DATA LISTING:
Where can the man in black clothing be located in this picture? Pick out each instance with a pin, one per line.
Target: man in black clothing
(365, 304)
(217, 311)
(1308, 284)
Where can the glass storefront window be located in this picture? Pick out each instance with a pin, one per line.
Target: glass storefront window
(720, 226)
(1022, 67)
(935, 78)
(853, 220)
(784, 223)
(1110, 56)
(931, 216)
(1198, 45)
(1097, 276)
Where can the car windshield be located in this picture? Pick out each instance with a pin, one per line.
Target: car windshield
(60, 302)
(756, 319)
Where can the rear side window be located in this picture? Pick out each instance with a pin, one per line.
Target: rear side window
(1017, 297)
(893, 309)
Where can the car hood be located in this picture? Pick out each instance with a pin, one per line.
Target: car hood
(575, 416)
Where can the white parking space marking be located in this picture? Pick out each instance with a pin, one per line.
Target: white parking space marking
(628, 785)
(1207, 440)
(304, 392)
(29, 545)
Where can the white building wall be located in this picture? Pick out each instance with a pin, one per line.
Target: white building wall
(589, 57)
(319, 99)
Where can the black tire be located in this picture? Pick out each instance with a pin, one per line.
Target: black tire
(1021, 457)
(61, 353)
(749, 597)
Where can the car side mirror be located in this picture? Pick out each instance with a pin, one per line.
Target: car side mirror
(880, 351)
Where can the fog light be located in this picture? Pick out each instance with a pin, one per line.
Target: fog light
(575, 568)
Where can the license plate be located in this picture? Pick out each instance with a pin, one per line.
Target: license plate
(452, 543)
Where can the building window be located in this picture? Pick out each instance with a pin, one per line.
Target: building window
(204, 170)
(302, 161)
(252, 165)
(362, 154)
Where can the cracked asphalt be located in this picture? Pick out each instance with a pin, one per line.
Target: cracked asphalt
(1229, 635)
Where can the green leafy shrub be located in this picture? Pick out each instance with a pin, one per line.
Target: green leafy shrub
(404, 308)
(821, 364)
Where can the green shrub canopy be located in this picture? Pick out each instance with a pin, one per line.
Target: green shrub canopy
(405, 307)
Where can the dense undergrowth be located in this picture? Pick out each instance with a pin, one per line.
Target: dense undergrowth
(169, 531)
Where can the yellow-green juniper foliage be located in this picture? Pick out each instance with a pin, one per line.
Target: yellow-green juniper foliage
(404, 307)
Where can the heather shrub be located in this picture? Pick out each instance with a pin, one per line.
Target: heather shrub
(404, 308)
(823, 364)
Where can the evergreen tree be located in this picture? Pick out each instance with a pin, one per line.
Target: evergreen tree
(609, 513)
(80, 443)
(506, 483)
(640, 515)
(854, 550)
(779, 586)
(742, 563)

EXERCISE GOAL: Above this task is a listing. Restate, word for word and with nothing added, the lines from the one with "Target: license plate" through the one with "Where can the evergreen".

ANSWER SPACE:
Target: license plate
(452, 543)
Where can the building window be located in this picture? Pick out each instance with a pin, one per line.
Target: building window
(204, 170)
(302, 161)
(252, 165)
(362, 154)
Where can the cracked asphalt be located in this picture? Pick out each instance with a pin, one per line.
Target: cracked asphalt
(1229, 635)
Where can the green leafy shrub be located in this picture? Pick out each instance with a pin, one per line.
Target: green leafy shrub
(404, 308)
(821, 364)
Where can the green shrub canopy be located in this picture? Pick out each instance with a pin, one per line.
Target: green shrub canopy
(405, 307)
Where can the dense undergrowth be located in this picture? Pick out each instance with a pin, one per line.
Target: dense undergrowth
(169, 531)
Where can the yellow-green juniper foliage be located in this picture? Pick out each instance with a pin, one per line.
Target: yellow-green juniper foliage
(404, 307)
Where can the heather shrub be located in this picture? Pick out each instance with a pin, one per line.
Target: heather shrub
(404, 308)
(823, 364)
Where can the evergreen tree be located in this picture? Pick out each instance with a pin, one per line.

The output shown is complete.